● **PROMPT**:
Turn the records below, from the line with "Task: in the photo above, where can the street" up to and including the line with "x=446, y=201", into a two-column CSV headed instruction and answer, with one row per record. Put each value in a single quoted field, replacing line breaks with spaces.

● **SUPPLIED MATERIAL**:
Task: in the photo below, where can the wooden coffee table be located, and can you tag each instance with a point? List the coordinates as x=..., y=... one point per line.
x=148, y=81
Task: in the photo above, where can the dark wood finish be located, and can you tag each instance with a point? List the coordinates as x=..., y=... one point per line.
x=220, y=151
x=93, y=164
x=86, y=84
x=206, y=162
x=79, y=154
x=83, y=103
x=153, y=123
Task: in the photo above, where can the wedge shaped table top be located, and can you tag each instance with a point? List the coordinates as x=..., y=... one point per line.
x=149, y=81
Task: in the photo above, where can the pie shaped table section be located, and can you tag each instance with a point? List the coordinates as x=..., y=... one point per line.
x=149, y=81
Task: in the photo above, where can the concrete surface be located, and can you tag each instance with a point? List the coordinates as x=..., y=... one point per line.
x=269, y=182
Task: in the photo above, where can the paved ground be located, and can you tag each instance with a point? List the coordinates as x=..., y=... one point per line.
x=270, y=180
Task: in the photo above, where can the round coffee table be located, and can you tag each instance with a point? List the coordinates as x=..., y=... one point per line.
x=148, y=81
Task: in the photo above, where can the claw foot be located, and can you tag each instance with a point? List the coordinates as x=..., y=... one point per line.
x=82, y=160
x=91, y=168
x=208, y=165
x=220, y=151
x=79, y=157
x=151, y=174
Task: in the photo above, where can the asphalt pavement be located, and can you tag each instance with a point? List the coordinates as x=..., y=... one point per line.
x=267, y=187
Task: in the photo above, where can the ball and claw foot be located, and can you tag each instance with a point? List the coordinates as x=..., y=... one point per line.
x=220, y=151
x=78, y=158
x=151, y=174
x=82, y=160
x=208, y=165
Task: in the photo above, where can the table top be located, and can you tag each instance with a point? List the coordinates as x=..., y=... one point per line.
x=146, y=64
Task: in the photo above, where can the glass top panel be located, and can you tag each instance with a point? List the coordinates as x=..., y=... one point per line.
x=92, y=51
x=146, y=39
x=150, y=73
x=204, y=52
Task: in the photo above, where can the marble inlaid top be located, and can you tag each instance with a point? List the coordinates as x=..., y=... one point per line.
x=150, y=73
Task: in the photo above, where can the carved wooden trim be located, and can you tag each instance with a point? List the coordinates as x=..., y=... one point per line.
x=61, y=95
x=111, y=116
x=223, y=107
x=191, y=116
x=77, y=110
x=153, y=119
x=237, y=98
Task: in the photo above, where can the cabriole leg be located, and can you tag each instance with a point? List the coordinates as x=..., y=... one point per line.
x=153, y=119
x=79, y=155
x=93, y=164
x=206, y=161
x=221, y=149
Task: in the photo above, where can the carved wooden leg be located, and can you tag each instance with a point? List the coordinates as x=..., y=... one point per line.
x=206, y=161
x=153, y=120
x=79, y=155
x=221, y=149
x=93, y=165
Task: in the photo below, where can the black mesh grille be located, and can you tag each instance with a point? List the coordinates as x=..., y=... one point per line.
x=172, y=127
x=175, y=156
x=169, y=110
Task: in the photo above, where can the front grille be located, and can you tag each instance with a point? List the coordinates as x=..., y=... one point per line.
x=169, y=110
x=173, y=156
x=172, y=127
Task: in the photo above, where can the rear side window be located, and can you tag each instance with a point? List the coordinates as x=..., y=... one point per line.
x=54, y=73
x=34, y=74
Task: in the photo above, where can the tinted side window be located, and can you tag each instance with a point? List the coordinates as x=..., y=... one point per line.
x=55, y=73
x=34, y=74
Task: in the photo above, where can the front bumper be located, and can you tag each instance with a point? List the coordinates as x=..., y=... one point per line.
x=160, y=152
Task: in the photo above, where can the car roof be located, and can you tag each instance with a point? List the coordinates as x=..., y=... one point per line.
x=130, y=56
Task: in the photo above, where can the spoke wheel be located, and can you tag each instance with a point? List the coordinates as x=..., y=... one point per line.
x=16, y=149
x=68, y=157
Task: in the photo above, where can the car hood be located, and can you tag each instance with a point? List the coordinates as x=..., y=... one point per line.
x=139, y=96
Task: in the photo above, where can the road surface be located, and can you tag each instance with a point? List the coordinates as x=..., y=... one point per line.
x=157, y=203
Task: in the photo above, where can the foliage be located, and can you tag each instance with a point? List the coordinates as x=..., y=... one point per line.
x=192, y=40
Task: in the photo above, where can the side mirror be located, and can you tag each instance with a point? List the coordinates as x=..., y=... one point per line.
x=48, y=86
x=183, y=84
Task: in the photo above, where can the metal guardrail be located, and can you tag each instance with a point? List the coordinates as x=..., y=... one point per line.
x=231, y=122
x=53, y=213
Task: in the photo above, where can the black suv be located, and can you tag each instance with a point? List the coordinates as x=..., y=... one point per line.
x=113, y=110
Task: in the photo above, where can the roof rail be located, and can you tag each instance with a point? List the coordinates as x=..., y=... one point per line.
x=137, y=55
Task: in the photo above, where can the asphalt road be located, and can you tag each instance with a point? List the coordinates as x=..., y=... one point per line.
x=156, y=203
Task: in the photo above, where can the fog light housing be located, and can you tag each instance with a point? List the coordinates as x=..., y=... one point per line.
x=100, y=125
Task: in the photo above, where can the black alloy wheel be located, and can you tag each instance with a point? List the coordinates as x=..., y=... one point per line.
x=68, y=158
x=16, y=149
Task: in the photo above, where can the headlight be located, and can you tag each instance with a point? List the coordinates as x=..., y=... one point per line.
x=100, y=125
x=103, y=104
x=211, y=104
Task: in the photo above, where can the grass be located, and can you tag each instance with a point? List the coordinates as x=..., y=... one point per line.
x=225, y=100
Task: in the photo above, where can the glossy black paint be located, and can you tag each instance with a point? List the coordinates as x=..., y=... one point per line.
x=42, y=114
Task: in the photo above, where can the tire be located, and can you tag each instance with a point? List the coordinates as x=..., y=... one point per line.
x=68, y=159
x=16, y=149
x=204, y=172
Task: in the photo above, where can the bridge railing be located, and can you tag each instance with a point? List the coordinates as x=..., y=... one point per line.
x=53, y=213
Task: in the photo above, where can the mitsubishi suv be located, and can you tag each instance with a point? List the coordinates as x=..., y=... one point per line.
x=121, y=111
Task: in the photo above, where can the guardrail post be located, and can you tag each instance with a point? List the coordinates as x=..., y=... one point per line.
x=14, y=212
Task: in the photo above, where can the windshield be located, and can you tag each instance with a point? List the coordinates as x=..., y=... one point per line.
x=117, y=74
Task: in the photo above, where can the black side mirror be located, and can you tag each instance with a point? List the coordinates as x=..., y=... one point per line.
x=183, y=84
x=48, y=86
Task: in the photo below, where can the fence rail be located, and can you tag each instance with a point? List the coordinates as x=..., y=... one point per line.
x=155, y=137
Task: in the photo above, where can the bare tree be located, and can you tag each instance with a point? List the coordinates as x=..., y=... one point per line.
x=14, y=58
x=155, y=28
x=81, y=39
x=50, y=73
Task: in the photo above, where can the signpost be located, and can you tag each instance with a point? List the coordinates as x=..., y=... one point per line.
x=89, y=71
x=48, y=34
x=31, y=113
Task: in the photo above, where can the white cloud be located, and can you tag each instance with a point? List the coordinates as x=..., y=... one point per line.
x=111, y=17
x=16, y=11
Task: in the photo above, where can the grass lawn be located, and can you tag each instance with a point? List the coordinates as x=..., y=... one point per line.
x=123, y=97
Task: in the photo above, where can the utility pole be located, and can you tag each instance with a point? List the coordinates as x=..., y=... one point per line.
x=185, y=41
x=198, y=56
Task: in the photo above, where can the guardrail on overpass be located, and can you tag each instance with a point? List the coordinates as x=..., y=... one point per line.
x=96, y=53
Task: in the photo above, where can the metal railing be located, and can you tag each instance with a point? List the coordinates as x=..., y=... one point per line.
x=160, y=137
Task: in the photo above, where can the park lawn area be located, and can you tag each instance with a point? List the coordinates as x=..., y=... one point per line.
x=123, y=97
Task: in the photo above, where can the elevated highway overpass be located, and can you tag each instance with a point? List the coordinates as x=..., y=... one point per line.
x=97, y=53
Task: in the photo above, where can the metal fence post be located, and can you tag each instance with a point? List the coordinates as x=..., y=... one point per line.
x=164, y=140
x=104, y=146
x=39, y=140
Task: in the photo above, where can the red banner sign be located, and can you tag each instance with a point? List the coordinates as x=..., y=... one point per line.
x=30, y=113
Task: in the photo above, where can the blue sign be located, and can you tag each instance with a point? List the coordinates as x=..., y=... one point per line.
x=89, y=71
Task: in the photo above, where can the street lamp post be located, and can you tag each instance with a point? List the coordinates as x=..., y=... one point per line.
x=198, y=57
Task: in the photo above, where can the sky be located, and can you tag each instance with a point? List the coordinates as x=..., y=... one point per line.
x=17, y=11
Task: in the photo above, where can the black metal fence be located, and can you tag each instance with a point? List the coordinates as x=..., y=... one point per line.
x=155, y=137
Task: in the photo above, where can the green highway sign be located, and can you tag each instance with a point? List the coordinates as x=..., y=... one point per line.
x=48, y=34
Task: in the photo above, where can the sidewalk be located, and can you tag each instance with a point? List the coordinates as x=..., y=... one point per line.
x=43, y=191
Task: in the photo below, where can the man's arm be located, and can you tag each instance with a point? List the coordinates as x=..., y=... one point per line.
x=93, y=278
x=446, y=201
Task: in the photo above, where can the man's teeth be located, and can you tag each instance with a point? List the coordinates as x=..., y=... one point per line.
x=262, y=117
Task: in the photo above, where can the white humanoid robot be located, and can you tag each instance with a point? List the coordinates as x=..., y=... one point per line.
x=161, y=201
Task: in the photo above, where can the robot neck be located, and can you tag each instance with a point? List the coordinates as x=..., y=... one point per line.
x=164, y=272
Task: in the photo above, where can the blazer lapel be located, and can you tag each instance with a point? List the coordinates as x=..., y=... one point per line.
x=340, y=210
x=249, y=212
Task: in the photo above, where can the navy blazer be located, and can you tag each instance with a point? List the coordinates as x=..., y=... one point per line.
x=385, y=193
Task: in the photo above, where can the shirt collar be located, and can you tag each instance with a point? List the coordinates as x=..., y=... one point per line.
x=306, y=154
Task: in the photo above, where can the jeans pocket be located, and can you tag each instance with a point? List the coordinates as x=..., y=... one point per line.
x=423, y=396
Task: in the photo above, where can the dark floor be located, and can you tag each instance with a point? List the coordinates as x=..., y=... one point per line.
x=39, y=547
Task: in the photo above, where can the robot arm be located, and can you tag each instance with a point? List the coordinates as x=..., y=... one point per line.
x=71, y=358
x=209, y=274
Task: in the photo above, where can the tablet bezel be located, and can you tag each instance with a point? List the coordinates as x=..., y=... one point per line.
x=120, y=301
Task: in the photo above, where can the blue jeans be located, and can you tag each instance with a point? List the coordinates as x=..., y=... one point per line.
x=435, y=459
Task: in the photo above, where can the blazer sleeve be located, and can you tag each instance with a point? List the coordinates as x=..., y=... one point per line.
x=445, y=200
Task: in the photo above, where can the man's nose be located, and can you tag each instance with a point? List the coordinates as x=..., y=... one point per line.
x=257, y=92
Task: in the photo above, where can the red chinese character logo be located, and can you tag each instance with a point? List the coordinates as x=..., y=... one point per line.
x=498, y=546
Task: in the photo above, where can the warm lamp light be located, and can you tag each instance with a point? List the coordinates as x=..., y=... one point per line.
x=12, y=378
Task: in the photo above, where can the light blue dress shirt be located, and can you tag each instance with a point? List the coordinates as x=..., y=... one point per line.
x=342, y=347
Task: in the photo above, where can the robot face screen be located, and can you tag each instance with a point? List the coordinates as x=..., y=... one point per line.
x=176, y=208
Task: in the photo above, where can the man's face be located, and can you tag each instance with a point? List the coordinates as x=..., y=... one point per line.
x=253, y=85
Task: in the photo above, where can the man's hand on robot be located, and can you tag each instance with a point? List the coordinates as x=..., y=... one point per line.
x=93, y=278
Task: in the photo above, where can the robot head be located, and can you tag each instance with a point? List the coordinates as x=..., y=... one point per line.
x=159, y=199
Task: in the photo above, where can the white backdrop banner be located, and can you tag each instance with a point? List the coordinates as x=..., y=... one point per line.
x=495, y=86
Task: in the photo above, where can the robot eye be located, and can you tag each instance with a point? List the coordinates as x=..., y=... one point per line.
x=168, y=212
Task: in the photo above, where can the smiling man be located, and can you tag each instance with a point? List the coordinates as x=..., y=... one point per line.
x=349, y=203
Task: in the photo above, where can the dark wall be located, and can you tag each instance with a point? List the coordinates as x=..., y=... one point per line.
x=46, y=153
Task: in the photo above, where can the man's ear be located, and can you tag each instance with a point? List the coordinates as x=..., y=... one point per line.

● **IN RESPONSE**:
instruction,answer
"Task: in the photo above, where can the street lamp post be located, and can you tag each instance with a point? List the coordinates as x=..., y=... one point per line.","x=198, y=57"
"Task: in the photo above, where can the sky be located, and can you tag each instance with a point? List the coordinates as x=..., y=... one point per line.","x=17, y=11"
"Task: in the photo above, where can the black metal fence be located, and can you tag each instance with a point? List the coordinates as x=..., y=... one point per line.","x=155, y=137"
"Task: in the photo above, where can the green highway sign be located, and can you tag each instance with a point? List the coordinates as x=..., y=... one point per line.","x=48, y=34"
"Task: in the photo above, where can the sidewalk be located, and can you tag each instance with a point? List the coordinates as x=..., y=... one point per line.","x=43, y=191"
"Task: in the photo below, where can the man's arm be located, and can you tag each instance with a point? List the coordinates as x=..., y=... one point per line.","x=93, y=278 x=446, y=201"